As Phase Three of the government’s strategy to open up the economy after lockdown got under way, the ‘new normal’ looked rather familiar: urban transport full to the brim with passengers trying desperately to get to work with no heed for social distancing. Combi culture has returned it seems, albeit with people wearing masks.

The government latest easing of lockdown involved the removal of restrictions on urban and interprovincial transport, the reopening of hotels and restaurants, the reinitiating of domestic flights and the full return to normal in both the mining industry and agriculture.

Health officials wait with bated breath to see what the results of all this will bring.

The sad truth is that, official optimism notwithstanding, Peru is far from having got over the Covid-19. Though the rhythm of contagion has slowed somewhat from its peak at the beginning of June, there are still some 3,000 new cases a day being identified, according to health ministry figures. The upward gradient of total cases registered (approaching 300,000) and deaths (over 10,000) remains steep. The R-number is well above 1 in every region of the country except Lima (where it is 0.87).

And as has been repeatedly pointed out, the official figures probably bear little resemblance to reality since many people cannot access a health system struggling to deal with the crisis. The excess number of deaths for the nearly four months of lockdown are way above what is normal for this time of the year.

There is therefore a high probability that the government will need to clamp down again as the rate of growth in the number of known cases accelerates. This would likely have a further disastrous impact on output which, in its latest report on inflationary pressures, the central bank already expects to shrink by 12.5% this year.

The business community, led by Confiep, has brought maximum pressure to bear on the government to relax the rules governing lockdown. Phase One and Phase Two, initiated last month, resulted in most larger enterprises, along with many smaller ones, opening up again.

How this will play out in terms of the government’s popularity remains to be seen. Although his approval rating has slipped since the beginning of lockdown in March, Vizcarra still attracts significant backing for his strategy though it has scope to fall further in the twelve months that remain of his presidency. A fall in popularity is, by the same token, a decline in the government’s authority to implement unpopular policies.

> **DATASET ENTRIES**
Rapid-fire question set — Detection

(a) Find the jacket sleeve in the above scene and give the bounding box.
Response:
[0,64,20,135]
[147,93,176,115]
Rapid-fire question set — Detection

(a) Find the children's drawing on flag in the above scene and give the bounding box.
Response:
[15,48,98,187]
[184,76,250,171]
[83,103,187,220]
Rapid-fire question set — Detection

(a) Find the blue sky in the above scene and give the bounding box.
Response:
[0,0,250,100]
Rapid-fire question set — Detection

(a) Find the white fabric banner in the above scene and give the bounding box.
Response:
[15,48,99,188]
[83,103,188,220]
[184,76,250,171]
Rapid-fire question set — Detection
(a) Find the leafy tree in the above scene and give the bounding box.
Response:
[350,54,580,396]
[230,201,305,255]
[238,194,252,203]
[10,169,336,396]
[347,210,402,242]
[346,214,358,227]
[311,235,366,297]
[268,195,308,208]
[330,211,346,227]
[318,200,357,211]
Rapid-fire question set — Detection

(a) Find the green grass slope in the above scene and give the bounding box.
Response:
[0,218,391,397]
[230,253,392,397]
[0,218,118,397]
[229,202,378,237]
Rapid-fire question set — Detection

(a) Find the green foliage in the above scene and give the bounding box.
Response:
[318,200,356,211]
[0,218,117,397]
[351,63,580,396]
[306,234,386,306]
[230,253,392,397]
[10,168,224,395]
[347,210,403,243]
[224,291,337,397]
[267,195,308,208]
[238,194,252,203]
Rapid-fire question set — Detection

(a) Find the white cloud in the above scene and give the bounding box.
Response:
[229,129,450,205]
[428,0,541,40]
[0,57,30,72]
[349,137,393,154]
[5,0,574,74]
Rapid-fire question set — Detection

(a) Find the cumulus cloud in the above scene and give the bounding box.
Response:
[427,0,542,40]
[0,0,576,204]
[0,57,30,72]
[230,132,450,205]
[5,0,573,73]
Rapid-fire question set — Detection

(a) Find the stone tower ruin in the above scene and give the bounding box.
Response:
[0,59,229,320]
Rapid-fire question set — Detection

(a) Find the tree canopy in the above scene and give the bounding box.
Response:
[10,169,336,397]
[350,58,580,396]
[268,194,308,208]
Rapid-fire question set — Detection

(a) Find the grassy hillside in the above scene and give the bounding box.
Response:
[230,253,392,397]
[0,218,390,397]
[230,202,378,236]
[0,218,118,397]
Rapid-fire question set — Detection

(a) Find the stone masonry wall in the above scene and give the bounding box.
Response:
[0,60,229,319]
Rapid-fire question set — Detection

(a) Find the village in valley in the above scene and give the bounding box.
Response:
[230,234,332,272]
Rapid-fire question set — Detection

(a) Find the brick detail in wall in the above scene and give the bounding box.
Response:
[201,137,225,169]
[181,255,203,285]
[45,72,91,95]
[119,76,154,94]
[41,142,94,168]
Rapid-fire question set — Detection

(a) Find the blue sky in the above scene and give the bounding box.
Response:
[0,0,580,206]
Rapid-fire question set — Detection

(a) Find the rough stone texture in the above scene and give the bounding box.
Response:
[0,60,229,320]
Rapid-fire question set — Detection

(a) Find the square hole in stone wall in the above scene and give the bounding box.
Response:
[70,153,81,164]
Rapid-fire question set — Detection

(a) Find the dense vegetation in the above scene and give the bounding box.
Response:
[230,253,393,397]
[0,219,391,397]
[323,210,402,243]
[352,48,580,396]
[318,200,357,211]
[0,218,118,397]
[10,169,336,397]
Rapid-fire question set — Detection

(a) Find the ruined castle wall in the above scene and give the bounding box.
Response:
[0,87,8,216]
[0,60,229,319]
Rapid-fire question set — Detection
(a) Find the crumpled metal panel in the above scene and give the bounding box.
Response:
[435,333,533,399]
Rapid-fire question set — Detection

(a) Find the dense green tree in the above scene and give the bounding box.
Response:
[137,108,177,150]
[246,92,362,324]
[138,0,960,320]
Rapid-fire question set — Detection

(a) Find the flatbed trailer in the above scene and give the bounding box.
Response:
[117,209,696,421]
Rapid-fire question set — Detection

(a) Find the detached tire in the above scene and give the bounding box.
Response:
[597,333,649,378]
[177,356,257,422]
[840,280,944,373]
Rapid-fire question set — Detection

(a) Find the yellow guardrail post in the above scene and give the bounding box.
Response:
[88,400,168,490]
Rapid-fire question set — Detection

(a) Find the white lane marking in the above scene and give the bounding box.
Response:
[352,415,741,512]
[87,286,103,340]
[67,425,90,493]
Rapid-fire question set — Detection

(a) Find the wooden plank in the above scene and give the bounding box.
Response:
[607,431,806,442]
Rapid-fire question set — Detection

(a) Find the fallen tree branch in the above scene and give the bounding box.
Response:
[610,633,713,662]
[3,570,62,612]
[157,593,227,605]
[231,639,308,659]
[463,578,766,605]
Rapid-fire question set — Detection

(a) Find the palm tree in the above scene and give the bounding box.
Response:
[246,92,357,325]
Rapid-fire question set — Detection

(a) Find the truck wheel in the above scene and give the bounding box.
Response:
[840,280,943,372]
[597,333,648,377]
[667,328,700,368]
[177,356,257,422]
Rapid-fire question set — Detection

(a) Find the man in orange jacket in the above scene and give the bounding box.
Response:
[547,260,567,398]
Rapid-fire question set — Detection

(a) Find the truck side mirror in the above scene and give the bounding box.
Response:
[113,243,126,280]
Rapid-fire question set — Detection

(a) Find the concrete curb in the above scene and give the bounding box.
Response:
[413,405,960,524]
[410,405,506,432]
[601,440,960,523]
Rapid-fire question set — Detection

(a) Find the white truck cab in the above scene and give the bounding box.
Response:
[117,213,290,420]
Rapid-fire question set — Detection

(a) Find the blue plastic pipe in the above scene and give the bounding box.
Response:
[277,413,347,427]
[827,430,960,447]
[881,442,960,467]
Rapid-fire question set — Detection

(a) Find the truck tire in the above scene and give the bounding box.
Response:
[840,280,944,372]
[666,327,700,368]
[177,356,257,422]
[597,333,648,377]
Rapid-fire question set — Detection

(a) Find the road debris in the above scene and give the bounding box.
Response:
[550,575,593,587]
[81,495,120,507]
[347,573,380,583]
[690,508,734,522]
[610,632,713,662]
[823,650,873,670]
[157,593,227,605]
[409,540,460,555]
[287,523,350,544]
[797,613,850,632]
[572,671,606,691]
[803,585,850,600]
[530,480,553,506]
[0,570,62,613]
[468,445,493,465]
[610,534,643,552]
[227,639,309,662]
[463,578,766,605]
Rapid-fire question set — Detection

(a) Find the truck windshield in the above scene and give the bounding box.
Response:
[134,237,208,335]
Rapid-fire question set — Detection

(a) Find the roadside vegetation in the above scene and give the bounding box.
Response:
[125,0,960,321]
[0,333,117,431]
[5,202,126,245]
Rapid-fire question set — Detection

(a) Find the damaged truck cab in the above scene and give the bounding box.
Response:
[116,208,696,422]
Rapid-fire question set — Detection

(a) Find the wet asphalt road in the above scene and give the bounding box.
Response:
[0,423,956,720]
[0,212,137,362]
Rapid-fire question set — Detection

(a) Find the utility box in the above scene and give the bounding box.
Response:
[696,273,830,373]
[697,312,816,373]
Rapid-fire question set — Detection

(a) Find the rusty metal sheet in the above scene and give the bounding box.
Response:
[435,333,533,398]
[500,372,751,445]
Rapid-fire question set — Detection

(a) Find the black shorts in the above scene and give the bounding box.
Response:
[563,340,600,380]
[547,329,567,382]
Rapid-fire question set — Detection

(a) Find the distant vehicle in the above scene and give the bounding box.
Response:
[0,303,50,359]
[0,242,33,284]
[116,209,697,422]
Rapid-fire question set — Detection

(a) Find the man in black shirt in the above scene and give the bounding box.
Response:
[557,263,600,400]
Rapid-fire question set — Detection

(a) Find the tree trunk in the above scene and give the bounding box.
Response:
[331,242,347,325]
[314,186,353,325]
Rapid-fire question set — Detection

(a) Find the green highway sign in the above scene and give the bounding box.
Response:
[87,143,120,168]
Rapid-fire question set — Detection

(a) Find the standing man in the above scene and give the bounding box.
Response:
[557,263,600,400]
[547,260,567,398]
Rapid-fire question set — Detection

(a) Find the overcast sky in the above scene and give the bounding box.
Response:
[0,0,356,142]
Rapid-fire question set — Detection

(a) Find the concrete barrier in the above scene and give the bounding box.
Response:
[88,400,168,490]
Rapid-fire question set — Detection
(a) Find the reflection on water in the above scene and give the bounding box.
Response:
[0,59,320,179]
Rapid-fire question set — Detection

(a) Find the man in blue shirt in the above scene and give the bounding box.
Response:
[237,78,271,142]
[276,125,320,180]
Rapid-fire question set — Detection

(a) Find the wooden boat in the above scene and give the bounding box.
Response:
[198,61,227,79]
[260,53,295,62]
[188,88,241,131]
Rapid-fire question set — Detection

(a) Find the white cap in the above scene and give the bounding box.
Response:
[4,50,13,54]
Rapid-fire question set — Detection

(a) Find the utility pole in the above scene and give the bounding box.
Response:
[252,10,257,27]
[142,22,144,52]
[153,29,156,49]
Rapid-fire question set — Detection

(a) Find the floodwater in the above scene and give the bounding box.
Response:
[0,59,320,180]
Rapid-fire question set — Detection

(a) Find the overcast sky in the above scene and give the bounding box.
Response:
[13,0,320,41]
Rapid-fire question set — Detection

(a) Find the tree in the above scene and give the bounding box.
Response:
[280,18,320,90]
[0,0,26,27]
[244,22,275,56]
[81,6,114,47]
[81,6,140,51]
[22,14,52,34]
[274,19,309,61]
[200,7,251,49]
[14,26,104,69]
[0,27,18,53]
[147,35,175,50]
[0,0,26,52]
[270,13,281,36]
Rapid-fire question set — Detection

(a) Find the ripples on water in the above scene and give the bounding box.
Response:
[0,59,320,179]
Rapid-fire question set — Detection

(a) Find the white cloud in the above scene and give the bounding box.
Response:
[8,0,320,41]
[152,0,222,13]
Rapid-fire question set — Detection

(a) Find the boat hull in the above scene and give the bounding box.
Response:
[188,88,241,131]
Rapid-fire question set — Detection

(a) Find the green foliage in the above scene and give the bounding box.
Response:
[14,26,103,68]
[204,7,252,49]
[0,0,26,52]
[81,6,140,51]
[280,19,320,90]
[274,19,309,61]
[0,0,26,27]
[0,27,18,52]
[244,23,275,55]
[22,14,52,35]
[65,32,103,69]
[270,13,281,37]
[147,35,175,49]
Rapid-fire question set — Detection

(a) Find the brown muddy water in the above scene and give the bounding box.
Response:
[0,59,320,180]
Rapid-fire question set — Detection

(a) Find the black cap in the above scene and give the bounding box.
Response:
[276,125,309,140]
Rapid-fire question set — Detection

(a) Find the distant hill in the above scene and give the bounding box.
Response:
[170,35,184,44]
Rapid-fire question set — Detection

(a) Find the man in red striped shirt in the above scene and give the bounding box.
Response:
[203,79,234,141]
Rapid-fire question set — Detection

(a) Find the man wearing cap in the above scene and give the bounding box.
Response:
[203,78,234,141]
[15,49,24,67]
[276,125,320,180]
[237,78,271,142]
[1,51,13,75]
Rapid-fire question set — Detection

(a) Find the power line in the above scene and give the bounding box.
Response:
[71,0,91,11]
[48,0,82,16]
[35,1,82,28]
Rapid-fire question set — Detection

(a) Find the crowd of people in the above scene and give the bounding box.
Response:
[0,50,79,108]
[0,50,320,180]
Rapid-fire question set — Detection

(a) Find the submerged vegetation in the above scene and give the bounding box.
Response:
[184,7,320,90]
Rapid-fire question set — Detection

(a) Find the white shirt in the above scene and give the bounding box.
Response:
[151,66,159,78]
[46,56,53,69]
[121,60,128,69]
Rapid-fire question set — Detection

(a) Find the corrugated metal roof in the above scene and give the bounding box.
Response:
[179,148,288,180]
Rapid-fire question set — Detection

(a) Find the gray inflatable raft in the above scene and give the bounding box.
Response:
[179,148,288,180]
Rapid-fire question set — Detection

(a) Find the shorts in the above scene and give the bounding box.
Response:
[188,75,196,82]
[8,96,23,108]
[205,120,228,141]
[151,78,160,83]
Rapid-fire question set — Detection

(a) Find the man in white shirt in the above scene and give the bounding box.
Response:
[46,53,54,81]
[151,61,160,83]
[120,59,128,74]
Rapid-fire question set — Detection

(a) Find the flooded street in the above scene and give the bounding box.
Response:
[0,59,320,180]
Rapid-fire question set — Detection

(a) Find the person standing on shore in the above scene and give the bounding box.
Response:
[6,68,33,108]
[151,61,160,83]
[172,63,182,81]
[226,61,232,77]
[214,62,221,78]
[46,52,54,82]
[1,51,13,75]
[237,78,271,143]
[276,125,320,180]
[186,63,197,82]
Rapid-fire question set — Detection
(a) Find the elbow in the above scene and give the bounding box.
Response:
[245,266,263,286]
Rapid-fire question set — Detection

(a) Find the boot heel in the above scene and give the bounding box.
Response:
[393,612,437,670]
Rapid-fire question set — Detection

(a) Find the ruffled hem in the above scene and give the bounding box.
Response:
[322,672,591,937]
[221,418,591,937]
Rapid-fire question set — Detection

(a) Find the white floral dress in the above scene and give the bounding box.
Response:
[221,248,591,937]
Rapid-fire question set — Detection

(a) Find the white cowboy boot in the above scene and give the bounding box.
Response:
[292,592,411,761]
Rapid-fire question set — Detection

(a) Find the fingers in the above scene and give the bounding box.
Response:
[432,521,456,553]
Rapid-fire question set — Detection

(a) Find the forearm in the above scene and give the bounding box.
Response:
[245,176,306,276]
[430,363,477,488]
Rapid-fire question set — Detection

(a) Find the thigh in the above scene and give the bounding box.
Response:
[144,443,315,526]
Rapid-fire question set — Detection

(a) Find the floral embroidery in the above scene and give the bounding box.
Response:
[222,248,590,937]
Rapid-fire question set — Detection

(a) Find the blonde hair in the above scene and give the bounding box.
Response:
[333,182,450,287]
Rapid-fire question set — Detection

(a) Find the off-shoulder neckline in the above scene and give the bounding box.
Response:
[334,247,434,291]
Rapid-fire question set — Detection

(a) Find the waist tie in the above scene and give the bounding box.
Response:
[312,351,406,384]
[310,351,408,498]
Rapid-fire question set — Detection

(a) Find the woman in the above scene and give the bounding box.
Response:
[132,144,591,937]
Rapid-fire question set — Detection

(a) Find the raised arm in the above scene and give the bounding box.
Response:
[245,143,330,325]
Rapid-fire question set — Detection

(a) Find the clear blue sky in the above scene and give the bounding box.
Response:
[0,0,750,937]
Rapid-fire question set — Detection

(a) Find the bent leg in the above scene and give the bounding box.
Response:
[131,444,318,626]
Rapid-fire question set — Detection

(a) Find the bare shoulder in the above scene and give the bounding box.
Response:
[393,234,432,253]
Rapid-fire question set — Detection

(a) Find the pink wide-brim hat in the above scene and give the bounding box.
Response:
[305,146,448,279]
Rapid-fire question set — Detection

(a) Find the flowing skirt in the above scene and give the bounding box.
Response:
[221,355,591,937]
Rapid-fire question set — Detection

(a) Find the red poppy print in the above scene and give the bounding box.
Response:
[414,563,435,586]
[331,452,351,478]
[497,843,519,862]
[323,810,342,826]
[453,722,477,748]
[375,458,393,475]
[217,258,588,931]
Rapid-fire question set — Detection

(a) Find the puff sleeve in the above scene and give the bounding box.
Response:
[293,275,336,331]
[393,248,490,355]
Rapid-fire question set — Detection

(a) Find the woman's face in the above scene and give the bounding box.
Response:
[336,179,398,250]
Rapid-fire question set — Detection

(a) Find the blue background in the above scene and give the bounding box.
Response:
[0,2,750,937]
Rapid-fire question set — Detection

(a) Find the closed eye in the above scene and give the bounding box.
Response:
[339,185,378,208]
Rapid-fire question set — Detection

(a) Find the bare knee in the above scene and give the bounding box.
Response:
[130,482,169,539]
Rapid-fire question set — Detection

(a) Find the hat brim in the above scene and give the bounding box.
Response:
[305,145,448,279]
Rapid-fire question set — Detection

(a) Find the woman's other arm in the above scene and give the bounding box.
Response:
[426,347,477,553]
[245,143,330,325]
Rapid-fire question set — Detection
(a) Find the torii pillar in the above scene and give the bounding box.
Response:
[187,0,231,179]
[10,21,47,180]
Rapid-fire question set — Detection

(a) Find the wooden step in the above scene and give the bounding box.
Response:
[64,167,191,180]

> **WHAT IS EXPECTED**
Rewrite the stretch of the Peru lockdown article from "The government latest" through "industry and agriculture.", swapping "domestic flights" for "internal flights".

> **RESULT BELOW**
The government latest easing of lockdown involved the removal of restrictions on urban and interprovincial transport, the reopening of hotels and restaurants, the reinitiating of internal flights and the full return to normal in both the mining industry and agriculture.